Exercise instructions
- a) From the Scrapy post, copy word for word the part starting with "However, in the" and going on through "self::script | self::style)]/text()').extract()))).strip()".
- b) Write the next part of the Scrapy post, picking up right after its last sentence.

# Passage to read start

I have found helpful links explaining how to extract all the text from the body here: How can I get all the plain text from a website with Scrapy?
However, in the process of extracting all the text, it also scrapes the text of the hyperlinks which I do not want. For example when scraping the website: http://quotes.toscrape.com/tag/humor/page/1/
I used the following extractor:
text = re.sub(' +',' ',re.sub('\n|\t|\r','',' '.join(response.selector.xpath('//body/descendant-or-self::*[not( self::script | self::style)]/text()').extract()))).strip()
I got the output of:
"Quotes to Scrape Login Viewing tag: humor “The person, be it gentleman or lady, who has not pleasure in a good novel, must be intolerably stupid.” by ...."

# Passage to read end
# Record set start

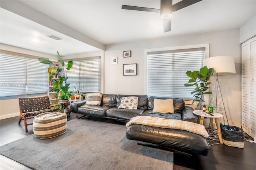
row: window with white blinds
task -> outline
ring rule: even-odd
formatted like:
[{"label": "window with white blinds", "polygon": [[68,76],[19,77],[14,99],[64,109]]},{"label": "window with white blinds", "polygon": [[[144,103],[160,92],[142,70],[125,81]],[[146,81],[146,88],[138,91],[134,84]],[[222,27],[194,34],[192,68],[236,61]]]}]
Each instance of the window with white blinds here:
[{"label": "window with white blinds", "polygon": [[[88,57],[73,61],[73,66],[68,71],[67,82],[70,83],[69,91],[79,87],[83,92],[100,92],[100,57]],[[65,65],[68,61],[64,62]],[[66,72],[65,72],[65,73]],[[66,76],[67,75],[66,75]]]},{"label": "window with white blinds", "polygon": [[0,53],[0,97],[47,92],[48,68],[36,59]]},{"label": "window with white blinds", "polygon": [[204,59],[204,48],[148,52],[148,95],[193,99],[186,72],[199,70]]},{"label": "window with white blinds", "polygon": [[254,138],[256,137],[256,37],[241,46],[242,128]]}]

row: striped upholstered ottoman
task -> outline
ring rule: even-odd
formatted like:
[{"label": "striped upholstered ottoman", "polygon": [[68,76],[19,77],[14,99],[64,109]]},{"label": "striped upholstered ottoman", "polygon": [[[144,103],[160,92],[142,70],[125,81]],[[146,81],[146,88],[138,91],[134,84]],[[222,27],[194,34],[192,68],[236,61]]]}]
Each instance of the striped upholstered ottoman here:
[{"label": "striped upholstered ottoman", "polygon": [[35,117],[33,131],[41,139],[51,138],[67,132],[67,115],[57,112],[40,114]]}]

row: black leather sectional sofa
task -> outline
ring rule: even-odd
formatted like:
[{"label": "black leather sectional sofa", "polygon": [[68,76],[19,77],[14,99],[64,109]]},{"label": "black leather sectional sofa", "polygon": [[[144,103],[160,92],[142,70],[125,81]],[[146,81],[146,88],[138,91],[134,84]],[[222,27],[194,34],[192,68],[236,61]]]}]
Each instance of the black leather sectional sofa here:
[{"label": "black leather sectional sofa", "polygon": [[[129,96],[138,97],[138,109],[118,109],[122,98]],[[132,117],[138,116],[150,116],[166,119],[189,121],[197,123],[198,118],[193,113],[193,109],[185,106],[182,99],[172,98],[174,113],[162,113],[153,111],[155,98],[167,99],[171,98],[150,97],[146,95],[129,95],[102,94],[100,106],[84,105],[86,102],[76,102],[72,104],[71,111],[79,114],[114,119],[129,121]]]},{"label": "black leather sectional sofa", "polygon": [[[118,108],[122,98],[129,96],[138,97],[138,109]],[[72,104],[71,111],[85,115],[127,121],[132,117],[143,115],[198,123],[198,117],[193,113],[193,109],[185,106],[182,99],[172,98],[174,113],[164,113],[153,111],[155,98],[167,99],[172,98],[148,98],[146,95],[102,94],[100,106],[90,106],[85,104],[85,102],[76,102]],[[205,137],[186,131],[134,124],[128,127],[126,137],[129,139],[146,142],[156,145],[159,147],[171,149],[191,155],[207,155],[208,152],[209,146]]]}]

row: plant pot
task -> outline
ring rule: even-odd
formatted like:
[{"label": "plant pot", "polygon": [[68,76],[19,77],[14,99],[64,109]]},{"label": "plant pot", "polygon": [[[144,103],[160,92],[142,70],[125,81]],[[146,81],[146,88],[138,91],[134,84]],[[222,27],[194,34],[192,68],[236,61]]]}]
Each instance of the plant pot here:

# Record set end

Responses by task
- a)
However, in the process of extracting all the text, it also scrapes the text of the hyperlinks which I do not want. For example when scraping the website: http://quotes.toscrape.com/tag/humor/page/1/
I used the following extractor:
text = re.sub(' +',' ',re.sub('\n|\t|\r','',' '.join(response.selector.xpath('//body/descendant-or-self::*[not( self::script | self::style)]/text()').extract()))).strip()

- b)
The word "Login" comes from the text portion of the hyperlink
<a href="/login">Login</a>
Another example of a text coming from a hyperlink is:
<a href="#" data-toggle="tab" class="login-tab-links2 toplogin">KFN PUBlIC INVESTORS<small>K1 AND TAX INFO</small></a></li>
Where 'KFN PUBlIC INVESTORS' and 'K1 AND TAX INFO' get scraped too.
How can I avoid having text from the hyperlinks being scraped too?
Thanks so much in advance!